Task objective:
Switch "orange safety vest" to "yellow safety vest" and write the listing out again from its first line through the line with "[[[150,57],[150,66],[155,67],[156,66],[156,57]]]", changing nothing else and leaving the pictures out.

Input:

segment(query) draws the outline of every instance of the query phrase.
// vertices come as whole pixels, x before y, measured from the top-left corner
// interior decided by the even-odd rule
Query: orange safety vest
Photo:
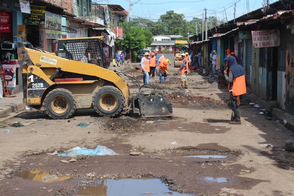
[[[229,94],[230,84],[229,83],[228,85]],[[233,96],[239,96],[246,93],[246,83],[245,82],[244,75],[243,75],[234,78],[232,90]]]
[[[164,63],[163,63],[165,62],[164,61],[163,62],[159,64],[159,65],[158,66],[158,69],[160,70],[160,71],[161,71],[161,73],[162,74],[164,74],[165,73],[165,72],[164,71],[164,70],[163,70],[162,69],[162,68],[163,68],[165,70],[167,71],[168,70],[168,64],[167,63],[166,65],[164,65]]]
[[[150,57],[150,66],[155,67],[156,66],[156,57]]]
[[[144,58],[146,58],[146,60],[145,60],[145,62],[144,62],[144,71],[147,71],[148,72],[150,72],[150,68],[149,67],[149,60],[148,59],[148,58],[146,58],[145,57],[144,57]],[[142,67],[141,67],[141,71],[143,71],[143,70],[142,69]]]
[[[182,60],[182,63],[181,63],[181,66],[182,66],[182,65],[183,64],[183,63],[184,62],[184,60],[185,59],[186,59],[186,58],[184,58],[184,59]],[[189,69],[188,68],[188,60],[186,59],[186,70],[187,71],[187,74],[189,72]],[[182,69],[182,70],[181,70],[181,74],[185,74],[184,66],[184,67],[183,67],[183,68]]]

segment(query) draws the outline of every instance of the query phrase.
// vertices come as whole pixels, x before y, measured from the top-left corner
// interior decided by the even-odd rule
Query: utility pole
[[[205,8],[204,9],[205,10],[205,40],[207,40],[207,9]]]
[[[236,0],[235,0],[235,6],[234,8],[234,24],[235,24],[235,18],[236,16]]]
[[[196,35],[198,34],[198,23],[197,22],[196,22]]]
[[[132,16],[132,0],[130,0],[130,4],[129,5],[129,21],[131,21],[131,17]]]
[[[204,14],[202,13],[202,41],[203,41],[204,34]]]
[[[228,23],[228,18],[227,17],[227,12],[226,11],[226,9],[224,7],[224,13],[226,14],[226,20],[227,20],[227,23]]]

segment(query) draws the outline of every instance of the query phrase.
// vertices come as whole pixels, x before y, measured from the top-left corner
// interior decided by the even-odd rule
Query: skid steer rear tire
[[[118,89],[111,86],[101,88],[93,97],[93,106],[99,115],[115,117],[120,114],[124,98]]]
[[[74,113],[76,103],[70,91],[65,89],[56,89],[47,94],[43,105],[46,113],[51,118],[65,119]]]

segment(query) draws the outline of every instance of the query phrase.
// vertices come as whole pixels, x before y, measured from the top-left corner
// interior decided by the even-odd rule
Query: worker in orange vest
[[[246,93],[245,83],[245,71],[244,68],[238,65],[236,59],[233,56],[227,57],[227,69],[224,72],[224,77],[228,81],[228,89],[233,107],[233,113],[230,124],[241,124],[240,100],[242,95]]]
[[[141,60],[141,70],[143,73],[143,82],[144,84],[149,83],[149,74],[150,69],[149,67],[149,60],[148,58],[149,54],[148,52],[145,53],[145,56]]]
[[[156,67],[156,57],[154,56],[154,53],[151,53],[151,56],[149,60],[150,63],[150,72],[149,72],[149,76],[152,74],[152,77],[154,77],[155,73],[155,67]]]
[[[162,83],[162,75],[164,77],[164,81],[166,80],[168,76],[168,62],[167,60],[163,61],[158,66],[159,72],[159,82]]]
[[[188,81],[187,80],[187,74],[189,72],[189,69],[188,67],[188,60],[186,58],[186,54],[183,53],[181,55],[182,58],[182,64],[181,67],[178,72],[181,73],[181,83],[182,85],[182,88],[183,89],[188,89]]]

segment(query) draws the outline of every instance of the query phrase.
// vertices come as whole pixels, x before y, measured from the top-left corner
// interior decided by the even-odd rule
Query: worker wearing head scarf
[[[227,70],[224,72],[226,80],[228,83],[228,88],[234,112],[230,124],[241,124],[240,110],[240,96],[246,93],[244,68],[238,65],[233,57],[227,57]]]

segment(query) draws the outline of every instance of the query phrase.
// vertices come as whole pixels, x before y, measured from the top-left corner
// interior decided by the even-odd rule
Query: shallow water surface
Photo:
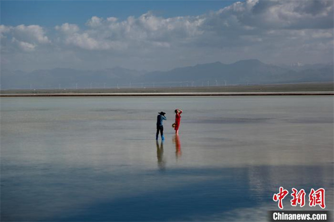
[[[2,221],[263,221],[280,186],[333,207],[332,97],[1,103]]]

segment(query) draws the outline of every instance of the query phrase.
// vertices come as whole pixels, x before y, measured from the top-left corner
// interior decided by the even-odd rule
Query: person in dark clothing
[[[166,113],[163,112],[160,112],[159,113],[159,115],[157,116],[156,118],[156,135],[155,136],[155,139],[157,140],[158,137],[159,137],[159,131],[160,131],[160,134],[161,136],[161,140],[164,140],[164,137],[163,137],[163,124],[162,123],[163,120],[165,120],[167,119],[166,117],[164,116],[164,114]]]

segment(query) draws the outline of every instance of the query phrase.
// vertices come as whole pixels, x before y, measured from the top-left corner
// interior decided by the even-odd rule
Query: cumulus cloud
[[[73,34],[77,32],[79,30],[79,26],[74,24],[64,23],[61,26],[57,25],[55,27],[57,30],[60,31],[64,33]]]
[[[36,45],[25,41],[19,41],[15,37],[12,39],[12,42],[24,52],[32,52],[35,50]]]
[[[332,1],[246,0],[197,16],[164,18],[149,11],[120,20],[96,15],[82,27],[56,26],[54,36],[47,36],[37,25],[1,25],[0,36],[12,39],[7,46],[12,44],[24,52],[55,47],[78,57],[87,52],[87,58],[99,57],[106,66],[117,61],[117,65],[123,62],[132,68],[247,58],[282,63],[304,58],[305,63],[321,62],[332,60],[332,50],[324,49],[333,47],[333,11]],[[6,43],[2,40],[2,46]]]
[[[16,38],[28,42],[47,43],[51,41],[45,35],[43,28],[39,25],[20,25],[11,28]]]

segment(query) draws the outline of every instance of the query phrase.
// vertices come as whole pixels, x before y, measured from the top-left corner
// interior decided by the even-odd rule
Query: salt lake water
[[[326,191],[331,96],[3,98],[2,221],[265,221]],[[180,135],[172,124],[183,110]],[[158,112],[165,140],[155,141]],[[319,210],[319,206],[284,209]]]

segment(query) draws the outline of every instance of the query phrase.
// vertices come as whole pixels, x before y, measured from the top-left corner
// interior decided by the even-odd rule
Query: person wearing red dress
[[[181,122],[181,114],[182,113],[182,110],[177,109],[175,110],[175,127],[174,129],[175,129],[175,134],[177,135],[179,135],[179,128],[180,127],[180,123]]]

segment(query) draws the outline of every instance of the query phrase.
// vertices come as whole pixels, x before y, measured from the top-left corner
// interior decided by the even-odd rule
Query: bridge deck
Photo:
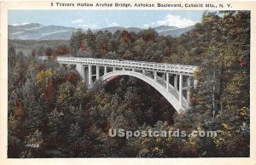
[[[122,67],[130,69],[144,69],[149,71],[166,71],[172,73],[179,73],[191,75],[197,66],[175,65],[166,63],[155,63],[133,60],[119,60],[108,59],[94,59],[94,58],[79,58],[79,57],[58,57],[57,61],[63,64],[84,64],[97,65],[103,66]]]

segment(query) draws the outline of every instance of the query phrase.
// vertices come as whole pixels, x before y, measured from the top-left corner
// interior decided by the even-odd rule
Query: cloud
[[[84,20],[82,19],[79,19],[79,20],[75,20],[72,21],[72,24],[76,24],[76,25],[80,25],[83,23],[84,23]]]
[[[197,22],[189,19],[181,17],[180,15],[167,14],[164,20],[151,23],[153,26],[172,26],[176,27],[187,27],[194,26]]]
[[[26,26],[26,25],[28,25],[28,24],[30,24],[30,23],[24,22],[24,23],[20,23],[20,24],[18,24],[18,23],[13,24],[12,26]]]
[[[83,27],[84,29],[98,29],[99,26],[97,24],[83,24],[79,25],[80,27]]]
[[[116,22],[112,22],[108,25],[108,26],[119,26],[119,25]]]
[[[149,28],[149,27],[151,27],[151,26],[150,26],[149,24],[144,24],[144,25],[143,25],[143,28],[148,29],[148,28]]]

Full output:
segment(query) draws the outline of every instance of the query phrase.
// vertices come as whole pixels, x before y, measured from the top-left corner
// interior decided by the even-odd rule
Query: yellow safety vest
Photo:
[[[229,94],[230,84],[229,83],[228,85]],[[233,96],[239,96],[246,93],[246,83],[245,82],[244,75],[243,75],[234,78],[232,90]]]
[[[164,63],[163,63],[165,62],[164,61],[163,62],[159,64],[159,65],[158,66],[158,69],[160,70],[160,71],[161,71],[161,73],[162,74],[164,74],[165,73],[165,72],[164,71],[164,70],[163,70],[162,69],[162,68],[163,68],[165,70],[167,71],[168,70],[168,64],[167,63],[166,65],[164,65]]]
[[[150,57],[150,66],[155,67],[156,66],[156,57]]]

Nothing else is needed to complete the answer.